◆ Exercices:
- 1) Reproduisez fidèlement le passage du texte sur l'élection palestinienne qui va de « Publié par Ludovic » jusqu'à « de l'heureux elu! » inclus.
- 2) Reprenez le texte sur l'élection palestinienne là où il s'interrompt et rédigez-en la suite.

◆ Texte fourni:
━━━━━━━━━━━━━━━━

Cela dit, toute élection reste positive dès lors qu'elle permet à la population de donner un avis. Peut-être est-ce une chance que les Palestiniens parviendront à saisir, une opportunité de montrer que la voie du terrorisme n'est pas la bonne...

Publié par Ludovic Monnerat le 9 janvier 2005 à 9:30

"toute election reste positive" bien sure! encore faut-il savoir quel sont les pouvoirs de l'heureux elu!

pour combien de temps Abbas va etre elu?
quelle sera exactement son role, ses prerogatives, sa liberte d'action?
quand on lit son discours de demission de son poste de premier ministre, on se demande quelle va etre son vrai pouvoir.
et de plus je le repete: je n'arrive pas a decouvrir la duree de son mandat!

en tous cas Sharon a presque depuis le debut a prevenus les israeliens qu'il fallait etre pret a faire "de douloureuses concessions" Abbas (dans sa campagne du moins) n'a pas vraiment prepare son peuple a en faire!
Il pousse son peuple a se preparer a la fin de l'intifada al-aksa, et a se preparer a resoudre ses problemes grace a la negoctiation... il sera juge sur les actes qu'il fera pour preparer son peuple a faire des concessions et arreter la coercition n'est pas une concession! (certainemet pas dans les yeux des israeliens, au vus d'Olso les deux sytemes de resolution de problemes sont antitetiques: les israeliens ne negocieront plus sous les bombes comme Rabin l'a fait! soit la coercition soit la negociation!

━━━━━━━━━━━━━━━━

◆ Données brutes:

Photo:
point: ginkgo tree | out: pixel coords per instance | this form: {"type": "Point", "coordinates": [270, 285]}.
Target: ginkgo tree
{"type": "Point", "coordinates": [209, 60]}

━━━━━━━━━━━━━━━━

◆ Résultats attendus:
- 1)
Publié par Ludovic Monnerat le 9 janvier 2005 à 9:30

"toute election reste positive" bien sure! encore faut-il savoir quel sont les pouvoirs de l'heureux elu!

- 2)
Mais objectivement: avec tous les voyages que Abbas a fait dans les pays arabes... avec tous les voyages des ministres des affaires etrangeres du monde entier qui se sont succedes en israel et dans les territoires, peut on reelement avoir un doute sur la preparation d'une solution negocie?
La negociation a deja commence, et les declarations de Abbas semblent plus etre un durcissement des postions en vus des negociations. Puisque nous ne sommes pas dans les secrets des conversations, il faudra guetter les signes externes... et preparer son peuple en est un.
Certainement si j'etais terroriste c'est maintenant que je chercherais a abbatre abbas ! Mais il semble bien que le Fatah soit le plus fort (ou le hamas et tous les autres groupuscules manquent totalement de sens strategique!)... ou alors la question pour les terroristes restent: comment faire pour faire endosser a isarel la responsabilite de son assassinat? il semble qu'ils n'aient pas ensore (heureusement) trouve la clefs! Est-ce une question d'imagination ou d'interet?
En definitive on aimerait bien voir Abbas en danger sa prouverait ses intentions...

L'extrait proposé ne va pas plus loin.